■ **Problem**: Within the data below, determine how many lines contain "sign" and supply only that figure.

##### The data

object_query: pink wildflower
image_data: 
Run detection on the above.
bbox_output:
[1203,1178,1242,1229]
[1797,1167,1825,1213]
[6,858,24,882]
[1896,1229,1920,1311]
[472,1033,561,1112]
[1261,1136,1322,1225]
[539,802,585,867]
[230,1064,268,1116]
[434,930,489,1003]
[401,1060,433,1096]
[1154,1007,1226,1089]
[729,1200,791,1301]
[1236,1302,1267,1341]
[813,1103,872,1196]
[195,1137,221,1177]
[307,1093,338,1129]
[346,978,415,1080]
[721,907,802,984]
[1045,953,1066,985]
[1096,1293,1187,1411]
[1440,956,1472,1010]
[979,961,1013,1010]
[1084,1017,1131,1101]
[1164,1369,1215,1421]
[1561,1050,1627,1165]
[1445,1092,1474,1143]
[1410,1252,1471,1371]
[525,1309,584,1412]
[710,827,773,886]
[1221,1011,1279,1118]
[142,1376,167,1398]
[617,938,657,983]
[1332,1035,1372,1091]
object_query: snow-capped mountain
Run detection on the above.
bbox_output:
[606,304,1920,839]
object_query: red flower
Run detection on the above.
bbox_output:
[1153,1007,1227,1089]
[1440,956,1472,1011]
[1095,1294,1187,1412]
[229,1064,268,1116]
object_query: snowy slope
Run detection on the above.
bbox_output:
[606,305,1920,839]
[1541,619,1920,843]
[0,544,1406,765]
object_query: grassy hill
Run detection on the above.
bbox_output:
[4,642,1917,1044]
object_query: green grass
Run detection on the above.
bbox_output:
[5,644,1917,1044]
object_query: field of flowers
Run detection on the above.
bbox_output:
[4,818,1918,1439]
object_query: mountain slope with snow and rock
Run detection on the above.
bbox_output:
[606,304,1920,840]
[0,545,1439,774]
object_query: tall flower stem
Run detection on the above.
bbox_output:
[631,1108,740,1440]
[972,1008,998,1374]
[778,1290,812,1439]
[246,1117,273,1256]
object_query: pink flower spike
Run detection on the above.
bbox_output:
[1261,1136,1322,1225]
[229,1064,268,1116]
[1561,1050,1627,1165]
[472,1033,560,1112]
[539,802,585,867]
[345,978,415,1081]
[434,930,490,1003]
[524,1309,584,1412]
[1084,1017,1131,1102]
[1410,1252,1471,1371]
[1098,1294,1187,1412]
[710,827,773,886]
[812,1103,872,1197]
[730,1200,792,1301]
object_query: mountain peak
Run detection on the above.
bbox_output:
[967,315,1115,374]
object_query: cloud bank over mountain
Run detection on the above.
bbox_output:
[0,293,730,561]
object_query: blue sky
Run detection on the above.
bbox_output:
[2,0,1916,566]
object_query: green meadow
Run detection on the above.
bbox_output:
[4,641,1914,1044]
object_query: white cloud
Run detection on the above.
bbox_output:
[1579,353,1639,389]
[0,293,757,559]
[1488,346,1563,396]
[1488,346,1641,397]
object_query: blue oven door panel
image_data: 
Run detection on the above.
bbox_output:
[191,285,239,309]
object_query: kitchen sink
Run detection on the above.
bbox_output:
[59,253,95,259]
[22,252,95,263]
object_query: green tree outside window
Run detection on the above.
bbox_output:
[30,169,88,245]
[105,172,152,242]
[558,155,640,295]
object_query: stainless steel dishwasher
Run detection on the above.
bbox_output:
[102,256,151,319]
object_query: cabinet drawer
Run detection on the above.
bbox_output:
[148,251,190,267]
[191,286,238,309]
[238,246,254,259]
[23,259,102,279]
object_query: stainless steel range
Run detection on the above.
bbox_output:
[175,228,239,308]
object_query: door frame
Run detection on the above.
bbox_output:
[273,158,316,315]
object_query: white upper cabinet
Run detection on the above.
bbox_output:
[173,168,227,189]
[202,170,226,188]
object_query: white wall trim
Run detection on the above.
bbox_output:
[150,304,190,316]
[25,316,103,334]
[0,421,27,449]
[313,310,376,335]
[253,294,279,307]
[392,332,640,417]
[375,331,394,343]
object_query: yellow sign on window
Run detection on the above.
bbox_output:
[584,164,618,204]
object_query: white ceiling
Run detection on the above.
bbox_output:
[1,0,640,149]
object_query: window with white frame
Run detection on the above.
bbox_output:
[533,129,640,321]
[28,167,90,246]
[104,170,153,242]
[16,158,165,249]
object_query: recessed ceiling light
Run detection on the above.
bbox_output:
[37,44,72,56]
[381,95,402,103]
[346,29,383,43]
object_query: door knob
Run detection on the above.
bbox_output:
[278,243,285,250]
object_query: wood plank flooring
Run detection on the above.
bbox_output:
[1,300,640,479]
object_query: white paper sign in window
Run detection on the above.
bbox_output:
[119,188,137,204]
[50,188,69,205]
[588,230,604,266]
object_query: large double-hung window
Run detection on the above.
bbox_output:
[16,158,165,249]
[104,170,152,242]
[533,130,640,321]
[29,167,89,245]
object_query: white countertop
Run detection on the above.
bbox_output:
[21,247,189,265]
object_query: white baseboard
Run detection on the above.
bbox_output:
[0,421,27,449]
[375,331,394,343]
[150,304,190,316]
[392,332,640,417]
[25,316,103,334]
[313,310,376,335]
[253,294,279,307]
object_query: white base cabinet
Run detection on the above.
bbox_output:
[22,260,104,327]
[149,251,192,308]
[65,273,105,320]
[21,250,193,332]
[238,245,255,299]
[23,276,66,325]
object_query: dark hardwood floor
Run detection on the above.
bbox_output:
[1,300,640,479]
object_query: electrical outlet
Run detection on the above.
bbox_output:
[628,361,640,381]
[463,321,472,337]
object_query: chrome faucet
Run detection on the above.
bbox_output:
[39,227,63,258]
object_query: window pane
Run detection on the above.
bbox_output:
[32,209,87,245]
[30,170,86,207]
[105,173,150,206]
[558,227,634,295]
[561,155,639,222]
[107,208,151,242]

##########

■ **Answer space**: 2